### CONSIGNES DE L'EXERCICE
1. Pouvez-vous restituer mot pour mot le passage du texte sur Hergé et Tintin qui va de « Au retour, ni » à « et principes chrétiens. » ?
2. Pouvez-vous reprendre le texte sur Hergé et Tintin après sa dernière phrase et en poursuivre la rédaction ?

Album incontournable des aventures de Tintin, essentiel dans la vie d'
Hergé.
Au retour, ni
Hergé ni Tintin ne seront plus les mêmes.
Hergé connait des moments difficiles dans sa vie personnelle.
Pourtant en liaison avec Fanny, il n'ose rompre avec Germaine, sa première femme, car cette rupture est impensable notamment du fait de ses valeurs et principes chrétiens.
Depuis quelque temps, il nourrit un remord relatif à l'abandon de cette amitié avec Tchang, laquelle a été à la fois si forte et si fondatrice pour l'oeuvre de Tintin.
Alors qu'il avait entrepris cet album, on lui avait conseillé de tout arrêter, séance tenante.
Cet album est pour
Hergé l'album du renouveau, l'album des réponses, l'album thérapeutique, l'album du pardon à soi-même, l'album de la recherche de la pureté, de l'amitié retrouvée.
Hergé règle le compte à ses démons qui l'empêchent de vivre, de créer.
C'est le dernier départ volontaire de Tintin. Plus jamais, il ne partira à l'aventure. Tintin sera passif : Les Bijoux se passent exclusivement à Moulinsart ; dans 714, Tintin accompagne Tournesol invité à un colloque en Australie ; dans Picaros, Tintin, ne voulant tomber dans le piège tendu par Tapioca, refuse de voler au secours de la Castafiore. Certes, finira-t-il tardivement par y aller par solidarité avec Haddock, mais sans entrain.
Revenons au Tibet, Tintin prend des vacances. Tiens ! c'est la première fois que nous le voyons dans cette situation cocasse. Il y apprend la nouvelle d'une
catastrophe aérienne dans l'Himalaya. Il fait un rêve (« un horrible cauchemar » plus exactement) dans lequel il voit son ancien ami (vieux de de quatorze albums, une amitié vieille de 24 ans !) victime de la
catastrophe aérienne. Une lettre de Tchang crédibilise l'hypothèse que celui-ci pouvait être un des passagers. Un second article de journal confirme sa présence sur ce maudit vol. Les journaux pensent qu'il n'y a vraisemblablement aucun rescapé, car personne ne peut survivre à une telle
catastrophe.

### DONNÉES SOURCES
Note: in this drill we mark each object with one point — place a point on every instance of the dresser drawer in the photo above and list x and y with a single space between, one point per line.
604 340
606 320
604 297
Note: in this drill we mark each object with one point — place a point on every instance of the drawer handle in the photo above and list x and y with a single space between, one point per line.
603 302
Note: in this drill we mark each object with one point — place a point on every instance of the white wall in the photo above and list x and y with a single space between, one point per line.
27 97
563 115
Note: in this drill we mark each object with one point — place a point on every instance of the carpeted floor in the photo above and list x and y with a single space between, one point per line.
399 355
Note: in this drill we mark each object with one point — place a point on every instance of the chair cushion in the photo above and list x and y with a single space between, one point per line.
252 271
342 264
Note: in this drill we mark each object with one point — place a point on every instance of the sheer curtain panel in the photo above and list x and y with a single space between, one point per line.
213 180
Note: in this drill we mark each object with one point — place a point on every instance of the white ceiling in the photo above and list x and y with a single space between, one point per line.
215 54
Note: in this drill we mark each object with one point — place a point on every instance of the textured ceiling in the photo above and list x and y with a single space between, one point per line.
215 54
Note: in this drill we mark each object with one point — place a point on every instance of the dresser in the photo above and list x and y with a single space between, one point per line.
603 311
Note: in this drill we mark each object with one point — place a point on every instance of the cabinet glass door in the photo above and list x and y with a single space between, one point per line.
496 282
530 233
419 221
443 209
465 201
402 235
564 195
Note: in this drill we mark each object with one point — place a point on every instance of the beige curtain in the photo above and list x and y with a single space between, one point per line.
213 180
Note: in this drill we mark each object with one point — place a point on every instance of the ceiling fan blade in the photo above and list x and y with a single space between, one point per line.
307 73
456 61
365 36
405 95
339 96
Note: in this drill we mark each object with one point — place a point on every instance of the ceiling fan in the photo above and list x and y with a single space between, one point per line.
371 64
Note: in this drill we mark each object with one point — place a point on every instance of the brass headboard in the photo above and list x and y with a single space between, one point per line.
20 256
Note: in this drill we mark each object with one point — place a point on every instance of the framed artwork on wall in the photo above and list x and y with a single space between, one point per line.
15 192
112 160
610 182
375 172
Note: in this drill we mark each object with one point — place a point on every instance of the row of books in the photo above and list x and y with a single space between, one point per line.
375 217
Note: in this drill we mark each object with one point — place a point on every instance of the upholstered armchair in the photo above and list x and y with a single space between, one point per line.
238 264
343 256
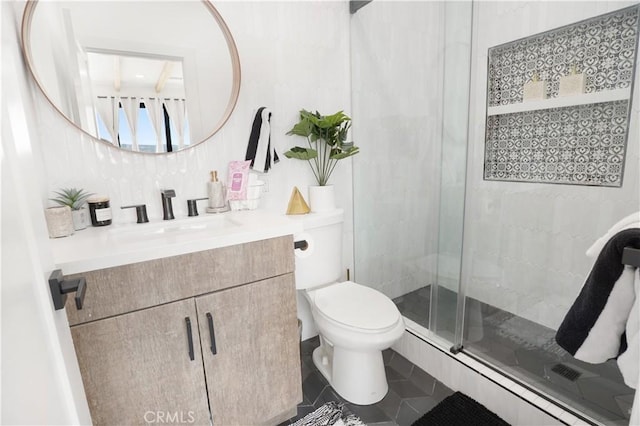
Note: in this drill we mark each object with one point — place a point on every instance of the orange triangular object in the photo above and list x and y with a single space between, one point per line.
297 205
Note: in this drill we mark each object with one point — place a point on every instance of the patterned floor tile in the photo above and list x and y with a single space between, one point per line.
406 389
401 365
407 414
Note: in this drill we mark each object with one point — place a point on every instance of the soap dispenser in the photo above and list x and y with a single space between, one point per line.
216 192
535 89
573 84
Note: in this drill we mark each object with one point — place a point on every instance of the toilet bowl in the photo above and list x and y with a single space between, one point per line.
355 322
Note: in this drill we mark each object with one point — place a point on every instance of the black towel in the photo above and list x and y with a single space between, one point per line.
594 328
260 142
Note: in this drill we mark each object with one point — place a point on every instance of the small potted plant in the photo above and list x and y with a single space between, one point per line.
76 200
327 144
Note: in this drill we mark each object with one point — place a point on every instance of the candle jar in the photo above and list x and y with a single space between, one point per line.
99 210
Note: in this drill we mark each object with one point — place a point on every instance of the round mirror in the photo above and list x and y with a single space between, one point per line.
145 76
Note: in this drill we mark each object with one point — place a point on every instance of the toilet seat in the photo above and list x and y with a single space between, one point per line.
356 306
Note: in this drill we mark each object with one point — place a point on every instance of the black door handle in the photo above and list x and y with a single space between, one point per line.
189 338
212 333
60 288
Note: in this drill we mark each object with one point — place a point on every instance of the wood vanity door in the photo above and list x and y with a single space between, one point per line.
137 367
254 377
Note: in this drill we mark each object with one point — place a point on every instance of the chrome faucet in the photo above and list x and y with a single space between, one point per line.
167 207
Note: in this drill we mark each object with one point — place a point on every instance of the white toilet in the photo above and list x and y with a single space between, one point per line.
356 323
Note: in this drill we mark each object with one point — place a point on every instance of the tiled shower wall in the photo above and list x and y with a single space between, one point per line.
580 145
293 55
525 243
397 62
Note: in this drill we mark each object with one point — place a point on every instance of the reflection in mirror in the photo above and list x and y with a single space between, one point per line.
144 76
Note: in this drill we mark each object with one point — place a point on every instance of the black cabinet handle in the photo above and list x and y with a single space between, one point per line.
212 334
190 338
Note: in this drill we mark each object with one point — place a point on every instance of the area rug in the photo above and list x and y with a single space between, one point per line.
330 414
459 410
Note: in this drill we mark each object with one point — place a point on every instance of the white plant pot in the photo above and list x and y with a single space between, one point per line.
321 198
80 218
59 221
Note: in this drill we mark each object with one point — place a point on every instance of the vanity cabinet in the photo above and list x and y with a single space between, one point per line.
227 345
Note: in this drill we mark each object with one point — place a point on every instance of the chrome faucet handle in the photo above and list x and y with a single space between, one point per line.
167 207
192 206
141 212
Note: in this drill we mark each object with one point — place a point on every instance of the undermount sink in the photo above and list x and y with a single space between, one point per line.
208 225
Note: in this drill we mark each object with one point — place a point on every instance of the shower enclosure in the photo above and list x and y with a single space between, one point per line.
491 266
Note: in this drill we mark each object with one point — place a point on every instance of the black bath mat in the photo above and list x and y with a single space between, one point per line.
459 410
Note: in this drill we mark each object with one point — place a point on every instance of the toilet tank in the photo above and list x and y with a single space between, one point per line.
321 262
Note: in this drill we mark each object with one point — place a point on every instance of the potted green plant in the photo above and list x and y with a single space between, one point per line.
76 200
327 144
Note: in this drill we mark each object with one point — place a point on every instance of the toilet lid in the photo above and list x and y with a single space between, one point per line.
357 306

---

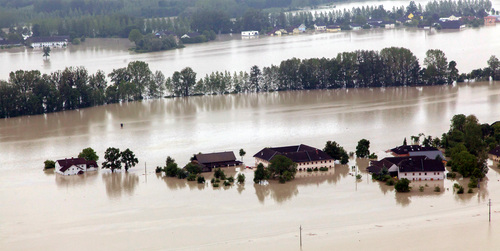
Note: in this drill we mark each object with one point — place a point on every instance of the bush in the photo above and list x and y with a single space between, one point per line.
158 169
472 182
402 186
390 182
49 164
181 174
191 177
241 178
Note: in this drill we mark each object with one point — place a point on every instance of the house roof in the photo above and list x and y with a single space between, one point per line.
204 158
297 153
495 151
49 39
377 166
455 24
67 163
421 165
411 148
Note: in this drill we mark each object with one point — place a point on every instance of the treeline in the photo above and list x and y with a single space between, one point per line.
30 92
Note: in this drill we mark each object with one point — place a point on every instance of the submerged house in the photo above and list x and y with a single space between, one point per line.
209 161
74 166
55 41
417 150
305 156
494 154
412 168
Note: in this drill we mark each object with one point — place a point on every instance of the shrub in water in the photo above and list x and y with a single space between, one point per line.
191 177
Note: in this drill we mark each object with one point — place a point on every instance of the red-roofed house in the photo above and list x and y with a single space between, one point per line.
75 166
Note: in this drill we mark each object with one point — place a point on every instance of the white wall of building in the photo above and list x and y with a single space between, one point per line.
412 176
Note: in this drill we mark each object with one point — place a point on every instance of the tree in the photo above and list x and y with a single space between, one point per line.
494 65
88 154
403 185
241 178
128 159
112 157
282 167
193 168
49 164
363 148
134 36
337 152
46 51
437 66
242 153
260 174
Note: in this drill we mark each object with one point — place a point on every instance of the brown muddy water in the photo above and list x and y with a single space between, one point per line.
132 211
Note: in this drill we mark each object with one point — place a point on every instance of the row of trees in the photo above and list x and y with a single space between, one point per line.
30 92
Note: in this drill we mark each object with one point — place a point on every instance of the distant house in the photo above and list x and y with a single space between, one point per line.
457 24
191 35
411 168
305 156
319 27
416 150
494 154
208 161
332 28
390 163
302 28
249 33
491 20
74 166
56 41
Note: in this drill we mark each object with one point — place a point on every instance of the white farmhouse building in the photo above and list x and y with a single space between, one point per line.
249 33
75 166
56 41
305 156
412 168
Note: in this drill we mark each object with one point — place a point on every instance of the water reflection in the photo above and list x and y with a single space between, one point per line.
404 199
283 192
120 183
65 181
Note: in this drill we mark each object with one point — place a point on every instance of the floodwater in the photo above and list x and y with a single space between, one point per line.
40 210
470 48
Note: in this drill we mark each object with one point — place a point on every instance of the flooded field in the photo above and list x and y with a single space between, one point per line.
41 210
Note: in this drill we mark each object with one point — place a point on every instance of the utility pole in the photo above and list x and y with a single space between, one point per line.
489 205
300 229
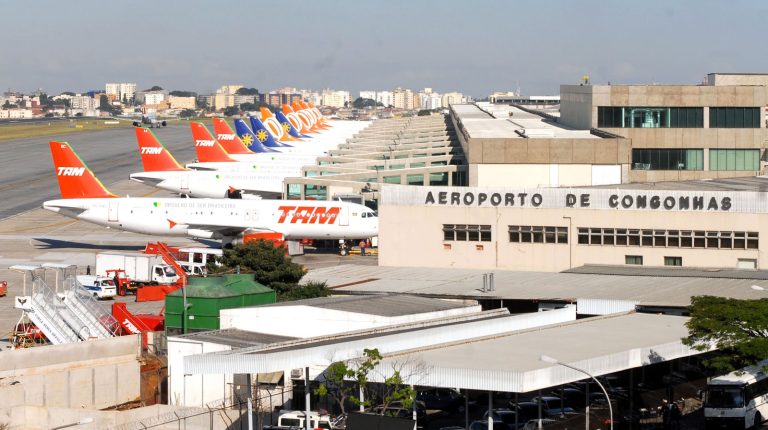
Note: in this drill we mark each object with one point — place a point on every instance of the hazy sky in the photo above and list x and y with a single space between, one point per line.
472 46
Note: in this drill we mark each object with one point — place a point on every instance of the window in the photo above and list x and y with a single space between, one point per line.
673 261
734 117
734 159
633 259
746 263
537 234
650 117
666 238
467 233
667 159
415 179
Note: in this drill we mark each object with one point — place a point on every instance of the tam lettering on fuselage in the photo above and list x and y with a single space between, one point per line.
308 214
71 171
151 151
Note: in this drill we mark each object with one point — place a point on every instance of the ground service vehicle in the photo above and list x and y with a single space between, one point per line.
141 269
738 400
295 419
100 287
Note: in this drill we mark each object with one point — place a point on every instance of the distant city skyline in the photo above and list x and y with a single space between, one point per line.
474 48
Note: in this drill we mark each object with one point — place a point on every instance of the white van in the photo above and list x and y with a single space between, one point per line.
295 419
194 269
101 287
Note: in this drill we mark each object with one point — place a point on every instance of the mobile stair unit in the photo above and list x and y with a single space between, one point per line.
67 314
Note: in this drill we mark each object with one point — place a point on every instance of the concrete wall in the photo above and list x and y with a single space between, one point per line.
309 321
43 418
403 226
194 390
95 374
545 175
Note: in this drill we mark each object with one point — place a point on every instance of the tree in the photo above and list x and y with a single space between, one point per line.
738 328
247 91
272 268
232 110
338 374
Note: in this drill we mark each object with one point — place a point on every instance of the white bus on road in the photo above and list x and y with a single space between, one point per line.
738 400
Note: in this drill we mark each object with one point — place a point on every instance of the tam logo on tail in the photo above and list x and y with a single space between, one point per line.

### CORRIGÉ DE L'ACTIVITÉ
1.
Au retour, ni
Hergé ni Tintin ne seront plus les mêmes.
Hergé connait des moments difficiles dans sa vie personnelle.
Pourtant en liaison avec Fanny, il n'ose rompre avec Germaine, sa première femme, car cette rupture est impensable notamment du fait de ses valeurs et principes chrétiens.

2.
Contre toute logique, contre l'hostilité de l'Himalaya, contre tout le monde (Haddock, mais aussi les sherpas les plus expérimentés, un moment contre lui-même) Tintin va rechercher Tchang dont l'avion qui l'amenait à Londres s'est écrasé le massif de Gosaintham ou Shishapangam à 7.900 mètres d'altitude.
Tintin est mû par une force intérieure inouïe, qu'importe sa vie, seule celle de Tchang compte. Il acceptera d'être abandonné par les siens, même Haddock au grand coeur sera sur le point de le quitter. Sa détermination est toujours mise à l'épreuve. Tintin et Haddock, mais aussi Milou (pardonne-moi) feront une rencontre essentielle : des lamas, des bouddhistes dans un monastère perché dans les montagnes.
Dans cette histoire tragique, où la famille se résume au plus petit noyau : Tintin, Milou, Haddock (on peut légitimement exclure Tournesol dont la présence au tout début n'est qu'anecdotique) et bien sûr Tchang. Il est à noter qu'on ne voit ce dernier que dans seulement deux albums très distants l'un de l'autre, et que, par deux fois, c'est Tintin qui sauve son ami d'une
catastrophe. Mais au Tibet Tintin sauve Tchang pour sauver
Hergé.
Rarement Tintin et
Hergé ont été aussi fusionnels.
Est-il besoin de dire que le dessin d'
Hergé a atteint son apogée. Les montagnes sont sublimes.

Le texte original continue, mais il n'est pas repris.